● **Task input**
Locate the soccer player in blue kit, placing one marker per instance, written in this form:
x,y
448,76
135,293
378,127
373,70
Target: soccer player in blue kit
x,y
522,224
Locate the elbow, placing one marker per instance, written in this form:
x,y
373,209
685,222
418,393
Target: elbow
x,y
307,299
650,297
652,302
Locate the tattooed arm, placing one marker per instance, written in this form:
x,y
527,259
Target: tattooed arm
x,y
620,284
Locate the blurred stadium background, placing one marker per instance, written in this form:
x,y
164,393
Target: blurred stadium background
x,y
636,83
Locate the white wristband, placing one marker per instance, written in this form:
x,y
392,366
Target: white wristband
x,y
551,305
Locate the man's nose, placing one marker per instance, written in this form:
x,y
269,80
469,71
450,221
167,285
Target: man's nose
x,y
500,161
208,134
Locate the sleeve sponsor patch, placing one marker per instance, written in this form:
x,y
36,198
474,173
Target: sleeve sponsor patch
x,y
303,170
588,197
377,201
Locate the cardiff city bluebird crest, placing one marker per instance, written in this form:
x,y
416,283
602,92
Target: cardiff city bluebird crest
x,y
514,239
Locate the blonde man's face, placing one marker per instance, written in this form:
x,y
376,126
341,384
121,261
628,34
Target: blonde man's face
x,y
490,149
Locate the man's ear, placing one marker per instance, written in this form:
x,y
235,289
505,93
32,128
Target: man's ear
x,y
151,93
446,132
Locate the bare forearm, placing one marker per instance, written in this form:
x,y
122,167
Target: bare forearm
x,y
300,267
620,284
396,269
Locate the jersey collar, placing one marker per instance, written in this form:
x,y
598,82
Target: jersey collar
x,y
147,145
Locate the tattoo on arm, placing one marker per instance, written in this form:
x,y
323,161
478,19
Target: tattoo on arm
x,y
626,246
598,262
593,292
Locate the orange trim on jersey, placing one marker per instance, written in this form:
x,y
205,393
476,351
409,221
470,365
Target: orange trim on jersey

● **Exercise requirements**
Return everything from the line containing "Locate the tattoo on" down to the end of the items, with each line exactly as it appears.

● **Exercise result**
Locate the tattoo on arm, placing one marker per instance, written in this form:
x,y
323,161
478,19
Target: tattoo on arm
x,y
626,246
598,262
593,292
Locate the orange trim on jersey, placing one marker per instance, written in this form:
x,y
205,393
476,351
409,221
470,365
Target: orange trim on jersey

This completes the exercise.